Cap’tain Planet : Pouvez-vous nous décrire votre univers ?
YO/BULL : Bullshit Inc. Avant d’être un groupe de musique, c’est d'abord une aventure humaine, celle de Lole et Yo/bull, qui en 1996 ont décidé d’unir leurs motivations et créativité et réaliser un projet commun, qui au final est devenu Bullshit Inc. Ensuite, c’est devenu une aventure humaine, 12 changements de line-up au compteur en 10 ans, ce qui explique le temps que nous mettons à sortir nos albums. Enfin, au-delà de ça, le groupe a pour univers la réalité du quotidien, autant que l’imaginaire tiré de nos lectures, visionnages ou délires persos et communs.
C : Comment décrivez-vous les ambiances mises en place par Bullshit Inc. au travers de ses compositions ?
YO/BULL : Comme un mælström d’influences musicales, car nous écoutons beaucoup de choses stylistiquement différentes, et aussi une interactivité entre le sens du texte, le ressenti que l’on éprouve en composant le riff, les tessitures des samples et autres sons que l’on bidouille. On ne prétend pas inventer un style de musique, ce serait au-delà du prétentieux, mais nous ne nous posons que peu de questions relativement au style musical, ou à la tendance du moment. Bien que je reconnaisse être parfois influencé par certaines musiques que j’écoute, mais c’est toujours une question de feeling…canalisé dans le sens que l’on ressent. Mélancolie, agressivité, hargne, colère, joie et peine, lumière et noirceur se chevauchent et s’entremêlent, et ça donne ce que vous écoutez.
C : Quelles émotions essayez-vous de faire passer à l’auditeur ?

> _DONNÉES FOURNIES_
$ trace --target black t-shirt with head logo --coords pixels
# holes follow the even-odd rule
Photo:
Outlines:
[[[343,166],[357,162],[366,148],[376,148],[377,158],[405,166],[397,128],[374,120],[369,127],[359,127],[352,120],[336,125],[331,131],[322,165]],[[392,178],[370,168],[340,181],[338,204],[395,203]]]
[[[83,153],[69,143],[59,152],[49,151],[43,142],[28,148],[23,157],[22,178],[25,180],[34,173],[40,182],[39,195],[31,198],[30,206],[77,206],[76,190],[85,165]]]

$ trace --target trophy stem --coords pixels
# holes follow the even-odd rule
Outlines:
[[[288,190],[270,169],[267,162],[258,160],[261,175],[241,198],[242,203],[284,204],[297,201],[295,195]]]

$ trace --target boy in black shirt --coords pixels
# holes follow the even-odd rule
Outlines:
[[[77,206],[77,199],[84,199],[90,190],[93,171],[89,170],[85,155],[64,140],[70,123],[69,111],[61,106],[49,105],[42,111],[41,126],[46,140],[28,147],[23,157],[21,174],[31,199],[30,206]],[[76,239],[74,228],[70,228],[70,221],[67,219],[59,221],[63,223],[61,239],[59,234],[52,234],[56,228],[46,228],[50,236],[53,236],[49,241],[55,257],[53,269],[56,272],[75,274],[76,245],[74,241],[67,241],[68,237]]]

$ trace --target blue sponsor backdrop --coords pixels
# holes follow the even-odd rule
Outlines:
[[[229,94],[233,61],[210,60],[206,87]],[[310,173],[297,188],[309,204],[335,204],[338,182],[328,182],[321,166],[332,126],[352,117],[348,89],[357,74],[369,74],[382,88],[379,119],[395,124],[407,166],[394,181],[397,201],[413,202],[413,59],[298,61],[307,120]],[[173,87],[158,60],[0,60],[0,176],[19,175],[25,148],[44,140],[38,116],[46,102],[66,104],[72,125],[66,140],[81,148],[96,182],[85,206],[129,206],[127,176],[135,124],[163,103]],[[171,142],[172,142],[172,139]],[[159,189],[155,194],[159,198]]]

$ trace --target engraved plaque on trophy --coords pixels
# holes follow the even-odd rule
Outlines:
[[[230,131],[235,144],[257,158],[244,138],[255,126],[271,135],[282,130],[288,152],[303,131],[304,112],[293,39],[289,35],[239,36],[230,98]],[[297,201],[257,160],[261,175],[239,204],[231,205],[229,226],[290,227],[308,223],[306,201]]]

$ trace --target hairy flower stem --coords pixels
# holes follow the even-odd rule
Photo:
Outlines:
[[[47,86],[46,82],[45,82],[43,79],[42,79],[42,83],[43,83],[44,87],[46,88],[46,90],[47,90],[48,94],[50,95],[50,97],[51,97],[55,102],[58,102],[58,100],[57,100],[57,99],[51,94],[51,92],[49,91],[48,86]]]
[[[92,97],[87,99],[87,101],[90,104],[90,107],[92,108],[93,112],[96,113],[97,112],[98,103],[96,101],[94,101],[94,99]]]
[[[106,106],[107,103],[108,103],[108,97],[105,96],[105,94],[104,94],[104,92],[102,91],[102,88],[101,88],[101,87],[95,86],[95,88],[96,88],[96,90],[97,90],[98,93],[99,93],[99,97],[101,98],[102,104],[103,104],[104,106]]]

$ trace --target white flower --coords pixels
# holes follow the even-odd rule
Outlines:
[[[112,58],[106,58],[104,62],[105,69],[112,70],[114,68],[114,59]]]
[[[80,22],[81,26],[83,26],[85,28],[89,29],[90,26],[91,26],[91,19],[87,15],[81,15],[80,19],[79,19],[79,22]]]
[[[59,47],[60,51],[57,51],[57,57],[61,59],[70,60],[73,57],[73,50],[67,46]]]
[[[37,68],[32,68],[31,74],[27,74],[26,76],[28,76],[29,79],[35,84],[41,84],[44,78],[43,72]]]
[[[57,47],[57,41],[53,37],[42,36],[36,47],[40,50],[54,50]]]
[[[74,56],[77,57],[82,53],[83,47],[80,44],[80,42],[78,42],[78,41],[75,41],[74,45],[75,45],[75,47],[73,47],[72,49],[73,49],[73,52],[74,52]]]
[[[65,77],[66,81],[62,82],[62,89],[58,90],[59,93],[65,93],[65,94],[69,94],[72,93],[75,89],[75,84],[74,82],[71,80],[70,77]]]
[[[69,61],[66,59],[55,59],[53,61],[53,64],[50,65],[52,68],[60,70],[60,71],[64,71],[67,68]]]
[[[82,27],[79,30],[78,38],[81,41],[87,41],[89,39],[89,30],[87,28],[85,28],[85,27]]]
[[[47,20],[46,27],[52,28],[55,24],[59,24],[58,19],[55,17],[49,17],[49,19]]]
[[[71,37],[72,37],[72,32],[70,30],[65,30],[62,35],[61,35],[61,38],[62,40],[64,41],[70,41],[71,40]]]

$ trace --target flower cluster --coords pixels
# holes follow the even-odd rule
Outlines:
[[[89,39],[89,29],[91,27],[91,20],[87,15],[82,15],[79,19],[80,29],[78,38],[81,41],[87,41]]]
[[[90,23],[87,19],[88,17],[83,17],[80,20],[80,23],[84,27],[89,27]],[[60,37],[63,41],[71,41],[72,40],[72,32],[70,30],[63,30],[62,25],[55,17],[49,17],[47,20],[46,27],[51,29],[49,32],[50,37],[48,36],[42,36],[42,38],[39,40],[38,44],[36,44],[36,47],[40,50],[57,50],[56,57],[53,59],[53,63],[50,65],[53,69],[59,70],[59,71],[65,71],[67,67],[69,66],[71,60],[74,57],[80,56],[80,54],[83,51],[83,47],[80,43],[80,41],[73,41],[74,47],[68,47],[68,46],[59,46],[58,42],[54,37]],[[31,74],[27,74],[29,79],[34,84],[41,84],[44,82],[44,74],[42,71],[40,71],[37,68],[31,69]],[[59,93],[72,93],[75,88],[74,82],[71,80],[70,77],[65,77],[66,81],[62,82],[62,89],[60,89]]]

> _OBJECTIF_
Citez tel quel le passage de l'entretien avec le groupe Bullshit Inc. qui va de « C : Comment » jusqu'à « que vous écoutez. ». Les enregistrements proviennent d'une autre source que l'extrait de page.

> _RÉSULTAT ATTENDU_
C : Comment décrivez-vous les ambiances mises en place par Bullshit Inc. au travers de ses compositions ?
YO/BULL : Comme un mælström d’influences musicales, car nous écoutons beaucoup de choses stylistiquement différentes, et aussi une interactivité entre le sens du texte, le ressenti que l’on éprouve en composant le riff, les tessitures des samples et autres sons que l’on bidouille. On ne prétend pas inventer un style de musique, ce serait au-delà du prétentieux, mais nous ne nous posons que peu de questions relativement au style musical, ou à la tendance du moment. Bien que je reconnaisse être parfois influencé par certaines musiques que j’écoute, mais c’est toujours une question de feeling…canalisé dans le sens que l’on ressent. Mélancolie, agressivité, hargne, colère, joie et peine, lumière et noirceur se chevauchent et s’entremêlent, et ça donne ce que vous écoutez.